____ SELECTED TEXT
By Amos Ngaira
NAIROBI, KENYA — To the critics of the Moi regime, the sort of
music that made Boniface Mganga, who died in a road accident last
week, was sycophancy in its rawest form.
Quick on praise and short on criticism for the regime’s
corruption and tribalism, the genre was bound to attract criticism
— even contempt — from non-Moi apologists.
At a time when Chief Justice Willy Mutunga, historian Maina wa
Kinyati, sociologist Katama Mkangi, Raila Odinga, Gitobu Imanyara
and a host of other Second Liberation figures were being hauled
into detention, Mganga, Darius Mbela, Thomas Wasonga, Prof
Washington Omondi and Prof George Zenoga Zake were composing songs
that would form an epoch in Kenya’s choral gospel music of the
political praise genre.
Many of the outstanding Moi-era musicians were invariably
promoted to high public offices or rewarded heavily in other ways,
inviting questions about the motivation behind their lyrics that
would praise the country and its president while lampooning his
political competitors.
________
____ DATA EXCERPTS
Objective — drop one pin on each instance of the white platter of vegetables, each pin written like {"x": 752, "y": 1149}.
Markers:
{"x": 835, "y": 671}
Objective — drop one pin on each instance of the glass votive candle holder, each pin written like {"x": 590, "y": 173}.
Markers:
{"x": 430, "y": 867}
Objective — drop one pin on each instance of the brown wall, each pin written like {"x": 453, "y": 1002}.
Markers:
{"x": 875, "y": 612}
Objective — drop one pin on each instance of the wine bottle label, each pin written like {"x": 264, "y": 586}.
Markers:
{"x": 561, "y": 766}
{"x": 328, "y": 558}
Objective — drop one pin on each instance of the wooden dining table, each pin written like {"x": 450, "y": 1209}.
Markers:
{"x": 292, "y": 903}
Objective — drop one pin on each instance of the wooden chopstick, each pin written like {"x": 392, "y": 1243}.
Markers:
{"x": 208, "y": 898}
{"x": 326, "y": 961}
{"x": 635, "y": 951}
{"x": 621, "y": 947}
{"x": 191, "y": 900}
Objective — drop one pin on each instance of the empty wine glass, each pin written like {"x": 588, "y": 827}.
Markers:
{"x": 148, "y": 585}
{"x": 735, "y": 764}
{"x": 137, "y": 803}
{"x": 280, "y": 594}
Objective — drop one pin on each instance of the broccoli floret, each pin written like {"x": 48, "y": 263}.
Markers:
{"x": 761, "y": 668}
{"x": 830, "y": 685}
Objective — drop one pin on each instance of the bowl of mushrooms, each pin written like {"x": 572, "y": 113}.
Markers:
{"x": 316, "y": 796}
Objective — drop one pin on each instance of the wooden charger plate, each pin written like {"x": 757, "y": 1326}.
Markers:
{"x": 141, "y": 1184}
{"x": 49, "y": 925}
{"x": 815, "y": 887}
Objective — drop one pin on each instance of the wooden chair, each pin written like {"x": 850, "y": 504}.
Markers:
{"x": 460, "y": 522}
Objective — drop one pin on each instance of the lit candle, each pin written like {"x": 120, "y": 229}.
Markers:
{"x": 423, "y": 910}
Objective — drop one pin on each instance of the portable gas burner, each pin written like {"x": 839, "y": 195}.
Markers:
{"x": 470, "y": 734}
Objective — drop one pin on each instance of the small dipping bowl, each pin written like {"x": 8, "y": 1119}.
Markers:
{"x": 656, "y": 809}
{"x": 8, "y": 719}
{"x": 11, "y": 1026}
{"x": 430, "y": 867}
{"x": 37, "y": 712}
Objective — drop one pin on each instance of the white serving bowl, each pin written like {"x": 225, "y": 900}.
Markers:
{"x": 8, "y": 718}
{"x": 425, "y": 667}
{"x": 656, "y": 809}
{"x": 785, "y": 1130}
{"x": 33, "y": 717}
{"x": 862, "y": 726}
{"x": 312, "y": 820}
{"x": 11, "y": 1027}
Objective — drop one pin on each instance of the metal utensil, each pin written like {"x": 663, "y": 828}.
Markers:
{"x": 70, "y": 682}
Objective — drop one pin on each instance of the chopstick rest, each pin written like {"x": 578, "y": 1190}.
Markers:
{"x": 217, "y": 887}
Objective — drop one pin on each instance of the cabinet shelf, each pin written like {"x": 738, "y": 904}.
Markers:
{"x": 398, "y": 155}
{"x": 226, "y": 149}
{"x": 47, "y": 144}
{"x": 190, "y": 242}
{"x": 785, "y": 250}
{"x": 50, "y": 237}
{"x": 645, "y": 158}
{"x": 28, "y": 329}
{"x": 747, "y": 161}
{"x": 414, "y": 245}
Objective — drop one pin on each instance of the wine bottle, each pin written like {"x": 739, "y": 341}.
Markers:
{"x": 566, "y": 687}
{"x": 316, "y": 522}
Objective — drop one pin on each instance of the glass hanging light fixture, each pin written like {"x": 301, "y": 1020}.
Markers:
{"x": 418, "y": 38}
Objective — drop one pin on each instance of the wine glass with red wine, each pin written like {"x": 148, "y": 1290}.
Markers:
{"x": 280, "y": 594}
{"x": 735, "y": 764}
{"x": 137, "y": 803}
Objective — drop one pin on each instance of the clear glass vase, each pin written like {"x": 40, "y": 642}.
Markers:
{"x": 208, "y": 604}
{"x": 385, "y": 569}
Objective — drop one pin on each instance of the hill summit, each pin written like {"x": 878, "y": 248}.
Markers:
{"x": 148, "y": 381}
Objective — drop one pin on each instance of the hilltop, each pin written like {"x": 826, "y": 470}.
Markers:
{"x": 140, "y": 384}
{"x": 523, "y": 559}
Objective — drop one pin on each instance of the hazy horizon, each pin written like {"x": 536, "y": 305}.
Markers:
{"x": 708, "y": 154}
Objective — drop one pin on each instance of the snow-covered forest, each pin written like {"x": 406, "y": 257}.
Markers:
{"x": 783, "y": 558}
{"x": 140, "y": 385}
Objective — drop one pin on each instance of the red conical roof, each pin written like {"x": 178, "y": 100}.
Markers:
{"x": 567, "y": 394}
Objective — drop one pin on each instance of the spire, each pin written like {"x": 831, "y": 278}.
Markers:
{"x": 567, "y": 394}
________
▶ WHAT YOU NEED TO DO
• 1. Reproduce the passage of the article on Moi-era praise music above, everything from "By Amos Ngaira" down to "from non-Moi apologists.".
• 2. Write what comes next in the article on Boniface Mganga and Moi-era praise music, picking up after its final sentence.

▶ ANSWERS PROVIDED
• 1.
By Amos Ngaira
NAIROBI, KENYA — To the critics of the Moi regime, the sort of
music that made Boniface Mganga, who died in a road accident last
week, was sycophancy in its rawest form.
Quick on praise and short on criticism for the regime’s
corruption and tribalism, the genre was bound to attract criticism
— even contempt — from non-Moi apologists.

• 2.
But whichever way one looks at it, the creativity of the choral
pieces cannot be rubbished, their content notwithstanding.
A product of the iconic St Stephen’s Church Choir that was led
by Darius Mbela, Mganga would, in 1979, form a galaxy of choirs
that included members of St Stephen’s.
It was called Muungano National Choir, and its rendition of
Missa Luba, a version of the Latin mass based on traditional
Congolese songs by Father Guido Hazen, a Belgian, catapulted it to
international fame.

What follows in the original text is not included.